■ **Selected excerpt**:

Start

Create hyperlinked pages that provide a critical analysis of 4 directed readings and provide a set of appropriate references to TELE literature.

A. Own research on theories

Constructivism

Much research is based on constructivist epistemology (Cognition and Technology Group at Vanderbilt [CTGV], 1992a, 1992b; Hannafin, Land, & Oliver, 1999; Savery & Duffy, 1996).

Based on experimental learning through real life experience to construct and conditionalize knowledge. It is problem based, adaptive learning, that challenges faulty schema, integrates new knowledge with existing knowledge, and allows for creation of original work or innovative procedures. The types of learners are self-directed, creative, innovative, drawing upon visual/spatial, musical/rhythmic, bodily kinesthetic, verbal/linguistic, logical/mathematical, interpersonal, intrapersonal, and naturalistic intelligences. The purpose in education is to become creative and innovative through analysis, conceptualizations, and synthesis of prior experience to create new knowledge. The educator’s role is to mentor the learner during heuristic problem solving of ill-defined problems by enabling quested learning. The learning goal is the highest order of learning: heuristic problem solving, metacognitive knowledge, creativity, and originality that may modify existing knowledge and allow for creation of new knowledge. (wikipedia)

Constructionism

Constructionism is a philosophy of education in which children learn by doing and making in a public, guided, collaborative process including feedback from peers, not just from teachers. They explore and discover instead of being force fed information, or subjected to a regime of social control as in the Prussian system adopted in the US and elsewhere, sometimes called Instructionism. Constructionist guidance has to be informed by a knowledge of what there is to explore and discover, including our ignorance, and of a variety of approaches that can be used for children at different developmental levels with various degrees of preparation. (laptop.org)

Adult Learning Theory

  • Need to Know: Adults need to know the reason for learning.
  • Experience: Adults draw upon their experiences to aid their learning.
  • Self Concept: Adult needs to be responsible for their decisions on education, involvement in planning and evaluation of their instruction.
  • Readiness: The learning readiness of adults is closely related to the assumption of new social roles.
  • Orientation: As a person learns new knowledge, he or she wants to apply it immediately in problem solving.
  • Motivation: As a person matures, he or she receives their motivation to learn from internal factors.

Source : Toward constructivism for adult learners in online learning environments (2002)

Distributed cognition

From the perspective that cognition is distributed, the tools, rules, values and actors in a learning environment form a complex and interacting system (Hewitt, 1996).

Cognitive apprenticeship

Cognitive apprenticeship (Collins, Brown & Newman, 1989, See also Järvelä, 1995) focus on the authenticity in which knowledge is developed as well as the dialogue processes between stu- dents and adult guides or more experienced peers (Rogoff, 1990).

Systemic psychology

Järvilehto offers a radically new concept of the relationship between the organism and its environment, as well as the relationship between brain and mind, mind and body, and between experience and behaviour. According to Järvilehto’s idea, all the physiological activities and their relationship to the environment constitute a single system that supports and adapts the individual. Questioning traditional psychological concepts, Järvilehto points out that the nervous system is only one part of the organism-environment system (Wolf, 1998).

End

■ **Record list**:
Start

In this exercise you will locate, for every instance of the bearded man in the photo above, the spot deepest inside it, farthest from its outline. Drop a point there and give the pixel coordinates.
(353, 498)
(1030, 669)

End
Start

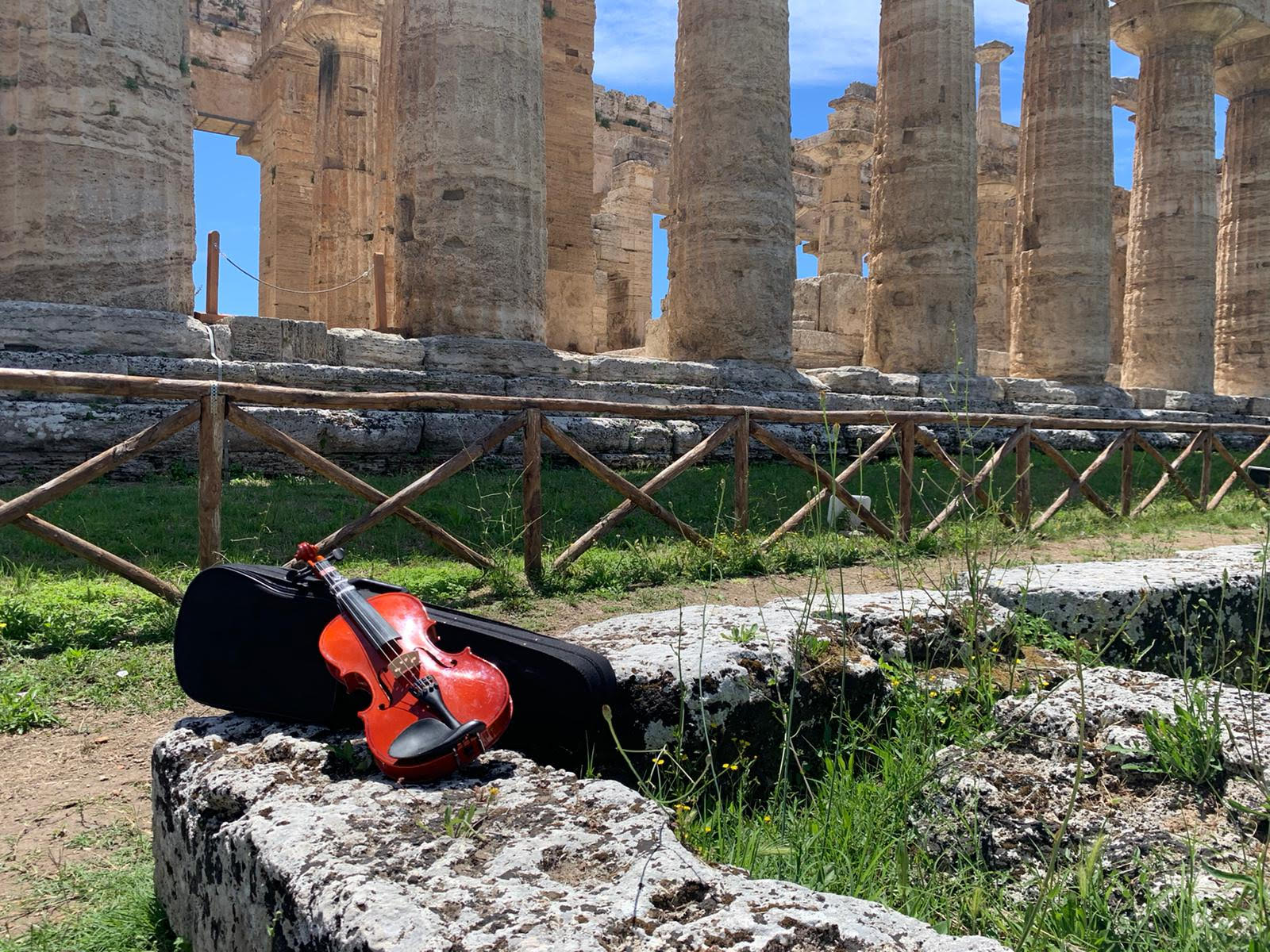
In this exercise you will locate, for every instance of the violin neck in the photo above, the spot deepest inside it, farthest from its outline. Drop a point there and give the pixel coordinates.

End

■ **Required actions**:
- A) In the notes on learning theories, answer the following:
(i) Under Adult Learning Theory, where does a maturing person's motivation to learn come from?
(ii) In the section on distributed cognition, which four things form a complex and interacting system in a learning environment?
(iii) What does Järvilehto point out about the nervous system?
- B) Rewrite the part of the notes on learning theories starting with "Constructionism is a" and going on through "of preparation. (laptop.org)", putting "classmates" in place of "peers".

■ **Solutions to the tasks**:
- A)
(i) From internal factors.
(ii) The tools, rules, values and actors.
(iii) That it is only one part of the organism-environment system.

- B)
Constructionism is a philosophy of education in which children learn by doing and making in a public, guided, collaborative process including feedback from classmates, not just from teachers. They explore and discover instead of being force fed information, or subjected to a regime of social control as in the Prussian system adopted in the US and elsewhere, sometimes called Instructionism. Constructionist guidance has to be informed by a knowledge of what there is to explore and discover, including our ignorance, and of a variety of approaches that can be used for children at different developmental levels with various degrees of preparation. (laptop.org)